Segment Start: Input data

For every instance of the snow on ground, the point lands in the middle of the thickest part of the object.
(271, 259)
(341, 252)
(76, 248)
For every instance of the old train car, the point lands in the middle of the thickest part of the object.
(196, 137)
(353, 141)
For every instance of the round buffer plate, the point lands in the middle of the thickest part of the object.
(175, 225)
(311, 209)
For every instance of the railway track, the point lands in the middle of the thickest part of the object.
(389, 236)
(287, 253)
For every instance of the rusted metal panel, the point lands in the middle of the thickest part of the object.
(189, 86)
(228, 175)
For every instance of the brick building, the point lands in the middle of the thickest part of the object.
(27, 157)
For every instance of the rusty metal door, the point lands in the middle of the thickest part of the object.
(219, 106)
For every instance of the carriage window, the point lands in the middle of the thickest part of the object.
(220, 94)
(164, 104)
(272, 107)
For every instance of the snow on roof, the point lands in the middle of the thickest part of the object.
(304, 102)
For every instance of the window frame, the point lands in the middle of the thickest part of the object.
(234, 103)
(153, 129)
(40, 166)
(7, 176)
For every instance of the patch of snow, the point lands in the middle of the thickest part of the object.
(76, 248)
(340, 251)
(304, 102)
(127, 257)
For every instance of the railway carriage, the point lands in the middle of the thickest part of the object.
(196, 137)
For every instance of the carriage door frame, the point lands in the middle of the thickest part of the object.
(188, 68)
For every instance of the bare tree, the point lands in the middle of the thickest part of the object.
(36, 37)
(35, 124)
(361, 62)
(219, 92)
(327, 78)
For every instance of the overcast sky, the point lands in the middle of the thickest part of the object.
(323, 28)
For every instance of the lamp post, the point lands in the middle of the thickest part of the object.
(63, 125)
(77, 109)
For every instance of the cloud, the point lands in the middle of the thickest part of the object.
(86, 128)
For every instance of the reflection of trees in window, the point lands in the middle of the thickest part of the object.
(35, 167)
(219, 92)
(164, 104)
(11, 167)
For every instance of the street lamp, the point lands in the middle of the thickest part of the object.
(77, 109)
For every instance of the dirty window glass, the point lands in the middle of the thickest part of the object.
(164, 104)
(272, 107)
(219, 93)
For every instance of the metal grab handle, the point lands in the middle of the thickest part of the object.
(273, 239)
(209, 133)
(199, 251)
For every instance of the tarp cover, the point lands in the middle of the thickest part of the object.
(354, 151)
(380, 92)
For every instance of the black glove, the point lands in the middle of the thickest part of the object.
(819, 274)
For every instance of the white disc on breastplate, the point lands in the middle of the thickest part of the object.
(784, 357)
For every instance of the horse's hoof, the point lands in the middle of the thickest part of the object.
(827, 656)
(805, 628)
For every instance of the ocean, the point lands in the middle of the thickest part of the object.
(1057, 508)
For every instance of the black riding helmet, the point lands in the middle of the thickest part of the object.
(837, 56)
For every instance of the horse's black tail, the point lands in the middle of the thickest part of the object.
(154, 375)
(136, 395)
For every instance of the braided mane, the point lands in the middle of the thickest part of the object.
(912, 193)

Segment End: Input data

**What is required**: Your answer must consist solely of the lines from the one containing "For every instance of the ocean, the" through the last line of the entries, reproduced exactly.

**Answer to this exercise**:
For every instance of the ocean, the point lands in the middle of the thickest part of the object.
(1057, 508)
For every instance of the black riding helmet, the point lands in the middle of the thickest part of the object.
(837, 56)
For every instance of the horse's black tail, the point lands in the middle of the thickest part of the object.
(154, 375)
(136, 395)
For every instance of the braided mane, the point lands in the middle of the thickest part of the object.
(912, 193)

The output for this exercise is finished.